# EXERCISE AIM:
Please list every line of the data below that contains the word "yellow", copying each one in full. Letter case matters when matching.

(begin)

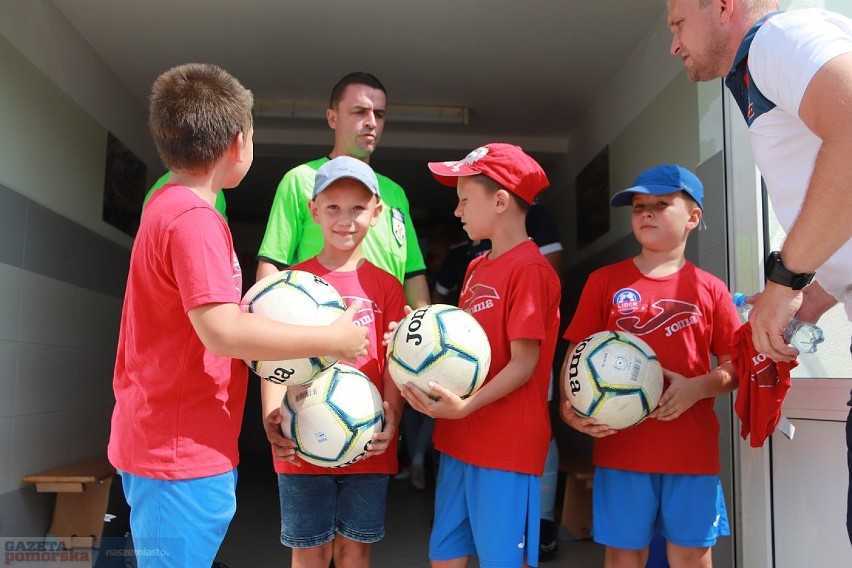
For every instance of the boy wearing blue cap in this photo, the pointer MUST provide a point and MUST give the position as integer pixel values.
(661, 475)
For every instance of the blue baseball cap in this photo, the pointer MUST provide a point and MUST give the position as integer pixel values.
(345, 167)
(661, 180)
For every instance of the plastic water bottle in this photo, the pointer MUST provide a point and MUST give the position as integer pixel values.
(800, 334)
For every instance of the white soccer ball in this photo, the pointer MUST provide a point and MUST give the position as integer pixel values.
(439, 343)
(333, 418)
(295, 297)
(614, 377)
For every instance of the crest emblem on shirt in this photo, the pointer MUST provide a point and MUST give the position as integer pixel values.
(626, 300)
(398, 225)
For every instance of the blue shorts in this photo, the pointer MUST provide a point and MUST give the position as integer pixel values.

(end)
(begin)

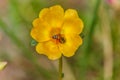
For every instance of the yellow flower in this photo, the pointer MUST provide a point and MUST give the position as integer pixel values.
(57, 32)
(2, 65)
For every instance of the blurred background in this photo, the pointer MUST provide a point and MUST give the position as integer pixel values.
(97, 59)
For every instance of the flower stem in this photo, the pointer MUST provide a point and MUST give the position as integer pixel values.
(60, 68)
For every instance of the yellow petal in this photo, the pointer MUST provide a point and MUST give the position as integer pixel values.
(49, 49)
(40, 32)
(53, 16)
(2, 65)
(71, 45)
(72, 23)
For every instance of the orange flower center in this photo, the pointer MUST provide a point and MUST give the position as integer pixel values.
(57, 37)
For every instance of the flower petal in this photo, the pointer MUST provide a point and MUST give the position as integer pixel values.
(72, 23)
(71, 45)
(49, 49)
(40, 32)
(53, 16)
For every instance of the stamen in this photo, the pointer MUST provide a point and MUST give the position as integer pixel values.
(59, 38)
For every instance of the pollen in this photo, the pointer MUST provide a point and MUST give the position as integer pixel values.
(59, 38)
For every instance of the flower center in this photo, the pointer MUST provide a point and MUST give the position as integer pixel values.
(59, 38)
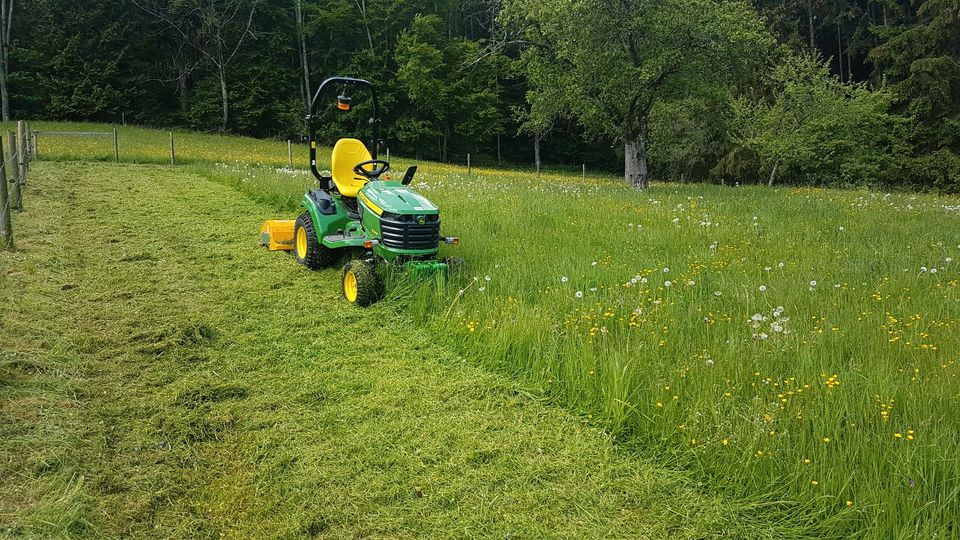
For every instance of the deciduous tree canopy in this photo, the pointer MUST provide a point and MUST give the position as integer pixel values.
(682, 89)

(end)
(begin)

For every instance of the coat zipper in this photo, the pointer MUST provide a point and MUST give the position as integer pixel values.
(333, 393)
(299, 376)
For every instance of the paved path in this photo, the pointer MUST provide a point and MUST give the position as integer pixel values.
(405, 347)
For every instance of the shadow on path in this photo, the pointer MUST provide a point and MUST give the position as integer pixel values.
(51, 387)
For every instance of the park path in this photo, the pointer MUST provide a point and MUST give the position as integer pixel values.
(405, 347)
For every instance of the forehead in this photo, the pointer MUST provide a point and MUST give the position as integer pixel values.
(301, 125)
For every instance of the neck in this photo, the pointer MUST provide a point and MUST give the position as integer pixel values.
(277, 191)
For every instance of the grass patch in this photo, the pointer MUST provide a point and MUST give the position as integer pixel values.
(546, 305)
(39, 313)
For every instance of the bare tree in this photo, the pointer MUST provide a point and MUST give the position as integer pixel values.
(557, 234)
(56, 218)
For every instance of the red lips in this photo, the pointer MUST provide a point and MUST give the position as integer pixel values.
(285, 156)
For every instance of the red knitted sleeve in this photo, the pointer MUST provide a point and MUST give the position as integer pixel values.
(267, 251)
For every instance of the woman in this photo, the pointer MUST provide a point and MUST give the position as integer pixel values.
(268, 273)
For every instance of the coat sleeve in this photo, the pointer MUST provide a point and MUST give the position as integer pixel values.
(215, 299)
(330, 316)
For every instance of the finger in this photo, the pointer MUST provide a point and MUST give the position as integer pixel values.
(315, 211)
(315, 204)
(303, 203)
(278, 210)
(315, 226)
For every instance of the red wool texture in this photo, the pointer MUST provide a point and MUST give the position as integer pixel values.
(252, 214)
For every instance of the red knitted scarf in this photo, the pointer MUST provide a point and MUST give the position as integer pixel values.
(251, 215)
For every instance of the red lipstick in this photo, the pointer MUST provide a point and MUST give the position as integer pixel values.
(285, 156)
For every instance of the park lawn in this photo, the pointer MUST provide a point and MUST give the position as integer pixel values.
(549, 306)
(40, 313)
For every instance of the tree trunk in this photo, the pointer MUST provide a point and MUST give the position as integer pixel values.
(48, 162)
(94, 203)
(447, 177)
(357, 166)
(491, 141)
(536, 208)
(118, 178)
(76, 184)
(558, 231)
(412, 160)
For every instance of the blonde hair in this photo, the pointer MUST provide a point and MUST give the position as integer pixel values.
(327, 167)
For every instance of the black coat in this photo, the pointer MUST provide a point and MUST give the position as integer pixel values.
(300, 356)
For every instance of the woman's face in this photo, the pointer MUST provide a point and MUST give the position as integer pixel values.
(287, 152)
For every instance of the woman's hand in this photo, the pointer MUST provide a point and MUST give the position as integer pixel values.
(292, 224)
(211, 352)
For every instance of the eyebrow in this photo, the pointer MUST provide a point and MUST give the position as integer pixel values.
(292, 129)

(end)

# TASK RESPONSE:
For every instance of the yellow flower in this photo, the pointer MUST provide a point and MUST give the position as integer pixel values.
For every instance of the yellow petal in this photo, the pointer MUST provide a point and MUST give the position as integer pixel values.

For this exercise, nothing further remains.